▸ **Task item**:
Copy out the passage from "A crow opening" up to and including "tomato like Beefsteak!" in the comment thread on growing tomatoes below, word for word.

▸ **Text provided**:
A crow opening an exclusion bag! Goodness they are the smartest of birds I think. What varieties of tomatoes do you find most successful?

Julie Thomson
12 years ago

Thanks for the post Jennifer. Have given up growing anything but the tommy tomatoes due to so many losses to fruit fly and other vermin. I have tried many varieties and the ones that prevail are the ones that spring from seed in soil from the compost. Strong and wild, I guess.

Jennifer Stackhouse
Jennifer Stackhouse
12 years ago

Yes, without a doubt, the self-sown cherry tomatoes are the easiest to grow and most prolific. They tend to have small fruit with tough skins that’s rarely attacked by fruit fly. But I love the challenge of growing a big tasty tomato like Beefsteak!

Victoria
Victoria
11 years ago

Thanks Jennifer, it’s great to learn how these different control methods actually work. I often find that product labels are too basic as I like to understand something before I use it. I am keen to try Naturelure. When should I begin using it?
My tomatoes are mostly in flower with only a few fruits that are still quite small and green.

Jennifer Stackhouse
Jennifer Stackhouse
11 years ago
Reply to  Victoria

Once the fruit is fully formed but still green you should start applying the bait. Reapply regularly particularly if it rains.
Since harvesting my first fruit and posting this blog, I’ve found another ‘pest’ who is partial to our tomatoes. Our local blue tongue lizard has eaten the lower fruit. So we’ve harvested lots of the fruit that’s beginning to ripen and brought it indoors out of his reach.
Jennifer

Victoria
Victoria
11 years ago

Thanks Jennifer….I also noticed a few catterpillars eating my green tomatoes too so will spray with some Dipel ASAP.

▸ **Data extract**:
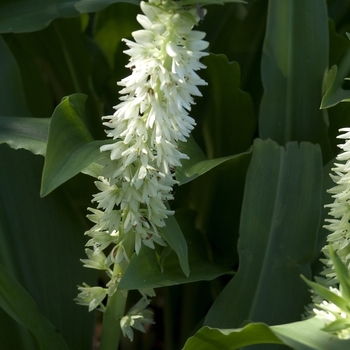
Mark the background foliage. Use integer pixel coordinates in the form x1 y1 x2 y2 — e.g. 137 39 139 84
0 0 350 350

▸ **Exercise solution**:
A crow opening an exclusion bag! Goodness they are the smartest of birds I think. What varieties of tomatoes do you find most successful?

Julie Thomson
12 years ago

Thanks for the post Jennifer. Have given up growing anything but the tommy tomatoes due to so many losses to fruit fly and other vermin. I have tried many varieties and the ones that prevail are the ones that spring from seed in soil from the compost. Strong and wild, I guess.

Jennifer Stackhouse
Jennifer Stackhouse
12 years ago

Yes, without a doubt, the self-sown cherry tomatoes are the easiest to grow and most prolific. They tend to have small fruit with tough skins that’s rarely attacked by fruit fly. But I love the challenge of growing a big tasty tomato like Beefsteak!